==== EXERCISE DATA

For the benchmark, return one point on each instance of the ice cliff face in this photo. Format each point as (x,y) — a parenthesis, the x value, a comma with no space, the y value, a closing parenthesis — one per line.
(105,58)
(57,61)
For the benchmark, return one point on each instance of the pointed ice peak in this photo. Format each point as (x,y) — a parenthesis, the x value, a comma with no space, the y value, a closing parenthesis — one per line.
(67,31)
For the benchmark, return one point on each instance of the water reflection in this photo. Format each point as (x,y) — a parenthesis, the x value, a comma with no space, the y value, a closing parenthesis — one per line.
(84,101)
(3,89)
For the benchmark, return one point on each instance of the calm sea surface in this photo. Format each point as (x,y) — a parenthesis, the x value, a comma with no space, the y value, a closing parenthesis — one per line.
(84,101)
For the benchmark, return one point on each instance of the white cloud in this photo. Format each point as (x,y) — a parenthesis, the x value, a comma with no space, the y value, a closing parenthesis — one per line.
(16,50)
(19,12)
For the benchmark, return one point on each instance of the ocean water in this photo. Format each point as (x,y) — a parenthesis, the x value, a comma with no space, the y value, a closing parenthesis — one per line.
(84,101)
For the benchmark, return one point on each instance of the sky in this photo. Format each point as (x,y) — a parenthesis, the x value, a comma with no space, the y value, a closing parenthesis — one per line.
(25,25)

========

The records above are to be copied in full, exactly as written.

### CORRECT RESULT:
For the benchmark, return one point on each instance of the ice cliff face in this photo. Format each point as (x,y) — a parenthesis, the x value, a comma with no space, the y value, a closing parenthesis — one per line.
(105,58)
(57,61)
For the benchmark, return one point on each instance of the pointed ice peak in this photo. Format each point as (x,y) — a parenthesis, the x value, a comma with no space, the y value, a closing parenthesis — one per line.
(67,31)
For the benchmark, return one point on each instance of the water reflection in this photo. Format each point as (x,y) — a parenthesis, the x value, a comma with no space, the y value, a closing parenthesis — one per line.
(84,101)
(3,89)
For the benchmark, return one point on each instance of the calm sea surface in this photo. Format each point as (x,y) — a parenthesis, the x value, a comma with no space, the y value, a closing parenthesis — one per line.
(84,101)
For the benchmark, return one point on each instance of the white cloud in this photo. Format each point as (x,y) — a parenthesis, the x value, a comma with no space, the y value, a closing parenthesis — one per line.
(16,50)
(19,12)
For the benchmark, return one point on each instance of the ocean water in this photo. Format each point as (x,y) — a parenthesis, the x value, a comma with no space, the y value, a closing parenthesis — one per line.
(84,101)
For the benchmark, return one point on each instance of the sky in this photo. Format each point as (x,y) — a parenthesis, the x value, a comma with no space, the y value, a closing parenthesis — one per line.
(25,25)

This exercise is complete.